## TASKS TO CARRY OUT
1. Using the text on the "black box" problem, explain in one to three sentences how an AI's accuracy could change without any warning signs.
2. From the text on the "black box" problem, copy verbatim the part that opens with the words containing "Digital noise is" and closes with "and security risk.".

## PAGE EXTRACT
═══

The “Black Box” Problem

Part of the reason that some pathologists are skeptical of AI is known as the “black box” problem. The accuracy of the algorithms is not easy to interpret precisely because most commercial suppliers of AI, currently, cannot explain how their algorithms reach their conclusion; not even in mathematical terms. This can lead to potentially dangerous situations where the AI uses information during training that is contemporaneously correlated with cancer risk but not causative and is thus subject to change. Sometime after the AI was trained this variable could shift (covariate shifts) or drift in the patient population and completely change the accuracy of the AI without any warning signs. As a result, many feel these systems cannot be fully trusted until the “black box” issue is solved. This is why “augmented intelligence” is preferable over full automation. A “black box” requires accuracy to be calibrated regularly, which requires a substantial time investment.

Digital noise is another area of concern regarding AI for diagnosis which can drastically reduce the accuracy of the AI. In a networked system, this weakness can be exploited by malicious adversarial attacks that purposefully but imperceptibly to the human eye add noise to digital medical images. In a “black box” AI system it would be impossible to determine why the AI was losing accuracy. A system that could draw attention to the noise in the image would drastically reduce this accuracy and security risk.

═══

## Spatial localization data
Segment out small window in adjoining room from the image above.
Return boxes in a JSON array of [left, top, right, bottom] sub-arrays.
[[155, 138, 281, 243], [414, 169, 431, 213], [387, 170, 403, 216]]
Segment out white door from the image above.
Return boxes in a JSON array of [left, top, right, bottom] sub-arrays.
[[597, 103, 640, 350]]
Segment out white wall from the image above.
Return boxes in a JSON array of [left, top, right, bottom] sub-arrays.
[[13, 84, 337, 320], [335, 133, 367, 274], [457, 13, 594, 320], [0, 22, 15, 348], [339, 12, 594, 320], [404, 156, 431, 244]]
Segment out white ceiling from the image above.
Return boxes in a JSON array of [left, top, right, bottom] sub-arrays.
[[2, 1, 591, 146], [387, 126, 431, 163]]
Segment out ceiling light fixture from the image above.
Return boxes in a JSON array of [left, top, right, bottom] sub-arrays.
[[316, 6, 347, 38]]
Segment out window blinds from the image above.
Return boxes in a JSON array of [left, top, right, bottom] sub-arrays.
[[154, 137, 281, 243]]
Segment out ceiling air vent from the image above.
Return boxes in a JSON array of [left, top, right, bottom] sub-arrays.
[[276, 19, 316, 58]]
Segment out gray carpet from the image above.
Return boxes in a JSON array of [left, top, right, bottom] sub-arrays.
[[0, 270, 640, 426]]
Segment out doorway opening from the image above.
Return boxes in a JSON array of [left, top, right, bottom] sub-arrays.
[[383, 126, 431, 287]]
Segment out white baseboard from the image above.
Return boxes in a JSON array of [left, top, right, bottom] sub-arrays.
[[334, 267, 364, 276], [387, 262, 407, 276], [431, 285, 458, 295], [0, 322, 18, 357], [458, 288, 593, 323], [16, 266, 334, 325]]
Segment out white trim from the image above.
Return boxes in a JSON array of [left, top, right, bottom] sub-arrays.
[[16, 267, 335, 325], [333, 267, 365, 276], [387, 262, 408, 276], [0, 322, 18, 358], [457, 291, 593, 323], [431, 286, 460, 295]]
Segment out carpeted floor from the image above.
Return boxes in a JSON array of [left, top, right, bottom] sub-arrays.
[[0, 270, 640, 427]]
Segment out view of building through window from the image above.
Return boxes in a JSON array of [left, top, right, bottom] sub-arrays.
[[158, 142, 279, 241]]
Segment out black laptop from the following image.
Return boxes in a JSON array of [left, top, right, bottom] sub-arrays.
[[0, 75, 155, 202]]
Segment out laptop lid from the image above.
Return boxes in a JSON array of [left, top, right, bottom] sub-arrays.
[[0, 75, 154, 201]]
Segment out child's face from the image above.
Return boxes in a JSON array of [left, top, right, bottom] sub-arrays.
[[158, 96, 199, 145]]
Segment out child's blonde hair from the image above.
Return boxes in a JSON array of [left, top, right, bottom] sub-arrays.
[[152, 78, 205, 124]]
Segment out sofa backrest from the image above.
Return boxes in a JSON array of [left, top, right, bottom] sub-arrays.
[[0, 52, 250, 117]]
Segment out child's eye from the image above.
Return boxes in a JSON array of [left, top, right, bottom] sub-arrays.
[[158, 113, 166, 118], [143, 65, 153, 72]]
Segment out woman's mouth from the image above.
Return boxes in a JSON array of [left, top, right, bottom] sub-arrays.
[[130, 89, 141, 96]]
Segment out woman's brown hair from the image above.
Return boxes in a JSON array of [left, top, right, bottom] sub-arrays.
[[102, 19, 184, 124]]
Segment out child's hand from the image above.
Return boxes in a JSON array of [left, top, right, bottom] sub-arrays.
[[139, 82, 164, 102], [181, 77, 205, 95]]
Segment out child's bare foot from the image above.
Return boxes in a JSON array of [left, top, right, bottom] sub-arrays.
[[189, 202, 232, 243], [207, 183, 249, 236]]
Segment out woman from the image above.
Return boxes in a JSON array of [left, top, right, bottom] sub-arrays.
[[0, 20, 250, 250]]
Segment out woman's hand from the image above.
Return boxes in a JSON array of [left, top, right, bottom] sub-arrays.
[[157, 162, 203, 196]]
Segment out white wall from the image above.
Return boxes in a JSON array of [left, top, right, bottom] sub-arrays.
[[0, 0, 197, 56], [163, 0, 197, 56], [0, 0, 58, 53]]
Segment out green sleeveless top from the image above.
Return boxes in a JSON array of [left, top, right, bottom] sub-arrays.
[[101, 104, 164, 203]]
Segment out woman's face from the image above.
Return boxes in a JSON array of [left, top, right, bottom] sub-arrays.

═══

## OUTPUTS FOR THE TASKS
1. During training, the AI may rely on information that is correlated with cancer risk at the time but does not cause it, so that information is subject to change. If that variable later shifts or drifts in the patient population, the AI's accuracy can change completely without any warning signs.

2.
Digital noise is another area of concern regarding AI for diagnosis which can drastically reduce the accuracy of the AI. In a networked system, this weakness can be exploited by malicious adversarial attacks that purposefully but imperceptibly to the human eye add noise to digital medical images. In a “black box” AI system it would be impossible to determine why the AI was losing accuracy. A system that could draw attention to the noise in the image would drastically reduce this accuracy and security risk.